_CONJUNTO DE TAREFAS_
• A. Com base na notícia sobre MC Reaça, responda:
(i) Em que rodovia e em que cidade o funkeiro foi encontrado morto?
(ii) Qual é a idade da mulher internada na UTI?
(iii) Quantos inscritos o canal Paródia Reaça conseguiu atingir?
• B. Traduza para o inglês esta frase da notícia sobre MC Reaça: "O canal Paródia Reaça conseguiu atingir mais de 26 mil inscritos."

_TRECHO DO DOCUMENTO_

───

O presidente Jair Bolsonaro (PSL) postou uma mensagem de solidariedade ao MC Reaça, que espancou uma mulher grávida e se matou, nesse sábado (1º). A postagem do chefe do Executivo divide opiniões, por conta das agressões sofridas pela mulher, que ainda está hospitalizada.

O funkeiro, apoiador de Bolsonaro e conhecido por compor músicas para o presidente durante sua campanha, foi encontrado morto na Rodovia Dom Pedro I, em Valinhos (SP), na tarde de sábado. O caso foi registrado como “possível suicídio” pela Polícia Civil. O homem teria parado sua moto na altura do km 116 e foi visto por um funcionário da concessionária da estrada com uma corda nas mãos.

De acordo com o jornal O Estado de S. Paulo, antes de morrer, o funkeiro teria espancado uma mulher com quem teria um caso extraconjugal. Ele teria contado que ela estava grávida.

A mulher, de 28 anos, está internada na Unidade de Tratamento Intensivo (UTI) e, segundo o Hospital Augusto de Oliveira Camargo (HAOC), seu estado é estável. Ela aguarda o rosto desinchar para passar por uma cirurgia. Em relação à gestação, nada foi divulgado.

“Tales Volpi, conhecido como MC Reaça, nos deixou no dia de ontem. Tinha o sonho de mudar o país e apostou em meu nome por meio de seu grande talento. Será lembrado pelo dom, pela humildade e por seu amor pelo Brasil. Que Deus o conforte juntamente com seus familiares e amigos”, escreveu o presidente.

Após a postagem de Bolsonaro, diversas pessoas se manifestaram contrárias, e outras favoráveis. Veja a repercussão:

Quem foi MC Reaça?

O funkeiro era um admirador de Jair Bolsonaro e de Olavo de Carvalho. No vídeo de “Olha a opressão”, uma paródia do funk “Olha a explosão”, uma feminista é “curada” após receber um exemplar de “O mínimo que você precisa saber para não ser um idiota”, do escritor. “Vamos distribuir livro do Olavo pra galera”, diz outra paródia, desta vez do funk “Baile de favela”.

As músicas de funkeiro, que foram publicadas antes da eleição de 2018, com letras agressivas, ajudaram a popularizar ainda mais o presidente, e o termo “mito”, como é chamado por apoiadores. O canal Paródia Reaça conseguiu atingir mais de 26 mil inscritos. Pelo WhatsApp, o conteúdo também foi muito disseminado.

───

_MATERIAL EXTRAÍDO_
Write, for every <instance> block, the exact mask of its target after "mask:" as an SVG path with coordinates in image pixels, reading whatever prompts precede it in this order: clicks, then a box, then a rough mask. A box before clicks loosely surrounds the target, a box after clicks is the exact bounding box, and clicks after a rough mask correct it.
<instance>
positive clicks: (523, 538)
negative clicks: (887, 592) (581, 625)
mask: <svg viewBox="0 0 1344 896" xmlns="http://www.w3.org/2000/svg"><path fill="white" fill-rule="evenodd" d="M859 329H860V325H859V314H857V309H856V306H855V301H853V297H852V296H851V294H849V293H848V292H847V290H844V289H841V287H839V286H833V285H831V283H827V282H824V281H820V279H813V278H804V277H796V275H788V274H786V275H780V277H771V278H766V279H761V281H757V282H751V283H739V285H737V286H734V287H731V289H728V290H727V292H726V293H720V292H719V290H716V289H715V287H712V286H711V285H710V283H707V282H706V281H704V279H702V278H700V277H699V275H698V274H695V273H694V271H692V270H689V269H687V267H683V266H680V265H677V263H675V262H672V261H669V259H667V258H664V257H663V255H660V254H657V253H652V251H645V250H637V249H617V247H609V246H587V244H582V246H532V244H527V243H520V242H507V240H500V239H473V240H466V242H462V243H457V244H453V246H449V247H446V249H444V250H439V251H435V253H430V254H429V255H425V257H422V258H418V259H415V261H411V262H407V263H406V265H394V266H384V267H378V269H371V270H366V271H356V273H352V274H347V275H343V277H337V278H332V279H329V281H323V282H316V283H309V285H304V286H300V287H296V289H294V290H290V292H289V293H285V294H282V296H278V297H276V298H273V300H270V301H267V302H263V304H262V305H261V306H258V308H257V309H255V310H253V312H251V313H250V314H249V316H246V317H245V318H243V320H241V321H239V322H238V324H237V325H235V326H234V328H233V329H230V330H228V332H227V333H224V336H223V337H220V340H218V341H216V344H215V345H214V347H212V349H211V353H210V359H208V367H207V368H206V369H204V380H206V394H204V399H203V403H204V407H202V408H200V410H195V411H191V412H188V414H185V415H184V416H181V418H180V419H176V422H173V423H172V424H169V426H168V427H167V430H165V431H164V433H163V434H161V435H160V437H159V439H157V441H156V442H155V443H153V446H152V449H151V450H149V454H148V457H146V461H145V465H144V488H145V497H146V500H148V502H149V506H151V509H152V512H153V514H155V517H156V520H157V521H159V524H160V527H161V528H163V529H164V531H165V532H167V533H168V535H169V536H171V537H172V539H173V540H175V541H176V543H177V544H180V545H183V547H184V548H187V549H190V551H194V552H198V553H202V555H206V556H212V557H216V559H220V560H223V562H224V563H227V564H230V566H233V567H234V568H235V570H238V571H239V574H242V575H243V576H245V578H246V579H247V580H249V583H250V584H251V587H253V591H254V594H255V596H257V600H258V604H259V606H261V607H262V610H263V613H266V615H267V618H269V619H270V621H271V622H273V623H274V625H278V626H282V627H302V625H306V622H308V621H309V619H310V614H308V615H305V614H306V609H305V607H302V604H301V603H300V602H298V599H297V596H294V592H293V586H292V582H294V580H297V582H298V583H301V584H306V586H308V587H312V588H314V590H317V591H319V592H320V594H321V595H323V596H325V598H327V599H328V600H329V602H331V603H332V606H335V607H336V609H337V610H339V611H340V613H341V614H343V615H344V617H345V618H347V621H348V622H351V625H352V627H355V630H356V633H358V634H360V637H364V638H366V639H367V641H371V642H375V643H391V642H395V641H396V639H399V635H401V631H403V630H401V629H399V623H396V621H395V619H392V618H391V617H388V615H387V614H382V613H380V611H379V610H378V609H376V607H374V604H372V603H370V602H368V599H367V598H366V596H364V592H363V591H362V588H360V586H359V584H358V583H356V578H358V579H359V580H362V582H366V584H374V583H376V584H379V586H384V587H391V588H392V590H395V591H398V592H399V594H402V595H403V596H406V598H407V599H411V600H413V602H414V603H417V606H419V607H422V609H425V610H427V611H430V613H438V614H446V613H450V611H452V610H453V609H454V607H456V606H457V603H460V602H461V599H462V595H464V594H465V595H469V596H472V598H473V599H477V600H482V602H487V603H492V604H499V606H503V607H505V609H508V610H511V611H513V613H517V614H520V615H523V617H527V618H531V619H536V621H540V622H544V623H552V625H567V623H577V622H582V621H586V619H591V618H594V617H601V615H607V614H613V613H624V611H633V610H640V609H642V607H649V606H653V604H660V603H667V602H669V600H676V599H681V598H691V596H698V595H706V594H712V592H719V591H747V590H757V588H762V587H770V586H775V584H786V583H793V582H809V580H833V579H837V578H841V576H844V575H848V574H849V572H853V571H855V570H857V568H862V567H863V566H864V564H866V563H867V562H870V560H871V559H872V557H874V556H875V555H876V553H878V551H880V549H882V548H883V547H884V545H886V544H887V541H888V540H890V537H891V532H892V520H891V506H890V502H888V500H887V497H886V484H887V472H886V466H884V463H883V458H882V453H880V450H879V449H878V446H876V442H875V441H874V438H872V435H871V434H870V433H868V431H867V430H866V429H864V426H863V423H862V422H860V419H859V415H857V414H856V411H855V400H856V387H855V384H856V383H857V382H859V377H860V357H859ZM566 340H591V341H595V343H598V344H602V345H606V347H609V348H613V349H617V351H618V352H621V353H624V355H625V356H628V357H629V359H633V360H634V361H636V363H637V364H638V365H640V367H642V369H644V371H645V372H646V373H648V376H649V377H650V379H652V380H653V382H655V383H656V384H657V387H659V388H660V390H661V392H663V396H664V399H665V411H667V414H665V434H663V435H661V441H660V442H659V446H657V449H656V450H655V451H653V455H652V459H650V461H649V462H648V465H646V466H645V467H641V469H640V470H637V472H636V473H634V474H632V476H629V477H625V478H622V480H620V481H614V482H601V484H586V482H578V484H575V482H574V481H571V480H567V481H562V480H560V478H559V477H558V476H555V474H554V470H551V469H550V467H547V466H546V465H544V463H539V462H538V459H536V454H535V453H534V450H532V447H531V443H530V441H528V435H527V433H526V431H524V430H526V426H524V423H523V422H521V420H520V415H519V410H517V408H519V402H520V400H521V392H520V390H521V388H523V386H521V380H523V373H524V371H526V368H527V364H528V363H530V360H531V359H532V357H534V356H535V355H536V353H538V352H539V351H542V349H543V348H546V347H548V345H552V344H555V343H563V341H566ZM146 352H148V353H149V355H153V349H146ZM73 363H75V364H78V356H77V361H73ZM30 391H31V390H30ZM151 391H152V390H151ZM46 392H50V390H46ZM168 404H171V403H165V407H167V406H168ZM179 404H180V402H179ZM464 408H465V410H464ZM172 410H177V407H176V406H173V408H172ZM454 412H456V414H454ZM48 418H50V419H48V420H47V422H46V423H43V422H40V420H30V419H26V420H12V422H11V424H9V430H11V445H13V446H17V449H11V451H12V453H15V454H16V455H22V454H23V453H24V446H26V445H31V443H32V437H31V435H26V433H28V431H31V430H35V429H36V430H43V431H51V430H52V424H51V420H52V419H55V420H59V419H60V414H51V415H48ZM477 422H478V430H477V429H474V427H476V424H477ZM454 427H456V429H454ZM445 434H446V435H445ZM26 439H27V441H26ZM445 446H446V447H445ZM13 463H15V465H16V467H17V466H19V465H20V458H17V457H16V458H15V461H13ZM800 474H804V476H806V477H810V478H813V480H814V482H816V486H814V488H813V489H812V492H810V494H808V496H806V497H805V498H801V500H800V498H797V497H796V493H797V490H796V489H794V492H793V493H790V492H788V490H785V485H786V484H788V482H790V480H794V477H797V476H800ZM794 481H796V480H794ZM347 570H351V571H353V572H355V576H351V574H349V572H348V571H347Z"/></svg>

───

_SOLUÇÕES DAS TAREFAS_
• A.
(i) Na Rodovia Dom Pedro I, em Valinhos (SP).
(ii) 28 anos.
(iii) Mais de 26 mil inscritos.

• B. The Paródia Reaça channel managed to reach more than 26,000 subscribers.